Directions: Please transcribe the data that follows, keeping every line exact.
• • •
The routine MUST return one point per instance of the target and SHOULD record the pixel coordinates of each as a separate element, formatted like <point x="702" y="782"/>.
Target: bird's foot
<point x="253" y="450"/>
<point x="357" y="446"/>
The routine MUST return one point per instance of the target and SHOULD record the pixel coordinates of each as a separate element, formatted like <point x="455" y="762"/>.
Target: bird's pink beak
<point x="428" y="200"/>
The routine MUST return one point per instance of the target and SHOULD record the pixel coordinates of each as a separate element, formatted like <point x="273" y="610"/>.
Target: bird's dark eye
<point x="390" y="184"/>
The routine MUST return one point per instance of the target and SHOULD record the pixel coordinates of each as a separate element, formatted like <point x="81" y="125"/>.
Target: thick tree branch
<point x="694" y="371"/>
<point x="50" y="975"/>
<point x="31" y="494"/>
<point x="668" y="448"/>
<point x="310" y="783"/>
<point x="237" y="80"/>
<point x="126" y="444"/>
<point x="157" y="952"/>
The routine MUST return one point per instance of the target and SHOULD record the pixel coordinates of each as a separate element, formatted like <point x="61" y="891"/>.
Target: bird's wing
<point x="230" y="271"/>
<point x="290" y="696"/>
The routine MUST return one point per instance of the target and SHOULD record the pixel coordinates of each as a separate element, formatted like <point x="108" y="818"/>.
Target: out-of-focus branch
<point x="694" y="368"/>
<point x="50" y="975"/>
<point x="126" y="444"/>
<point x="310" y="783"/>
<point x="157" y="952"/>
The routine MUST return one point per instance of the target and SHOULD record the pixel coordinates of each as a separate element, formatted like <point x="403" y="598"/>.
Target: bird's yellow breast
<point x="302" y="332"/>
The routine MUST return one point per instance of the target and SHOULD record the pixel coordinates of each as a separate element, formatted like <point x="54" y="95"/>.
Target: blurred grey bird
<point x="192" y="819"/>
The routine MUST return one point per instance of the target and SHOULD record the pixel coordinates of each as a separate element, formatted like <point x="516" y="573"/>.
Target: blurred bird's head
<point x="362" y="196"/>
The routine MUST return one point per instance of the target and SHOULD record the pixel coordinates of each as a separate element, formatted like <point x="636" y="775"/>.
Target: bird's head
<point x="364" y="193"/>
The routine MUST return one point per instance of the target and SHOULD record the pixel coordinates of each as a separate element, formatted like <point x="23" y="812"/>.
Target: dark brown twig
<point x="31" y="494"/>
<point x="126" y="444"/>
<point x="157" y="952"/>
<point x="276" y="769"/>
• • •
Result of the exercise:
The routine MUST return one point per instance of the target and SHOULD record the pixel coordinates of each as a separate element, formatted like <point x="702" y="782"/>.
Target: bird's foot
<point x="253" y="450"/>
<point x="357" y="446"/>
The routine MUST return one point per instance of the target and SHOULD record the pixel coordinates of each as a separate element, formatted like <point x="455" y="762"/>.
Target: bird's pink beak
<point x="428" y="200"/>
The routine MUST return one point per instance of the target and SHOULD record the pixel coordinates of each as a separate element, formatted like <point x="273" y="610"/>.
Target: bird's dark eye
<point x="390" y="184"/>
The routine MUST return one point per instance of the target and SHOULD record the pixel coordinates of each as a separate element, formatted like <point x="81" y="125"/>.
Target: thick tree branch
<point x="694" y="371"/>
<point x="50" y="975"/>
<point x="31" y="494"/>
<point x="668" y="448"/>
<point x="310" y="783"/>
<point x="237" y="80"/>
<point x="126" y="444"/>
<point x="157" y="952"/>
The routine MUST return one point per instance of the target and SHOULD record the pixel coordinates of each as a separate element, formatted like <point x="61" y="891"/>.
Target: bird's wing
<point x="230" y="271"/>
<point x="290" y="696"/>
The routine MUST return one point per instance of the target and SHOULD record the pixel coordinates of each as a separate element, formatted like <point x="108" y="818"/>.
Target: out-of-focus branch
<point x="694" y="368"/>
<point x="50" y="975"/>
<point x="126" y="444"/>
<point x="310" y="783"/>
<point x="157" y="952"/>
The routine MUST return one point per instance of the target and SHOULD record the pixel coordinates of each as a separate element, formatted like <point x="403" y="598"/>.
Target: bird's yellow breast
<point x="302" y="332"/>
The routine MUST return one point per instance of the target and SHOULD record the pixel coordinates of each as a separate element, formatted like <point x="54" y="95"/>.
Target: blurred grey bird
<point x="192" y="819"/>
The routine MUST return one point per instance of the target and SHOULD record the pixel coordinates of each as a separate element, formatted like <point x="516" y="573"/>.
Target: blurred bird's head
<point x="362" y="196"/>
The routine MUST return one point per instance of the target and SHOULD record the pixel coordinates of each as a separate element, formatted like <point x="636" y="775"/>.
Target: bird's head
<point x="364" y="193"/>
The routine MUST return one point per instance of the target and SHOULD record the pixel coordinates of each as a separate element, formatted like <point x="23" y="812"/>.
Target: dark brown twig
<point x="31" y="494"/>
<point x="126" y="444"/>
<point x="157" y="952"/>
<point x="276" y="769"/>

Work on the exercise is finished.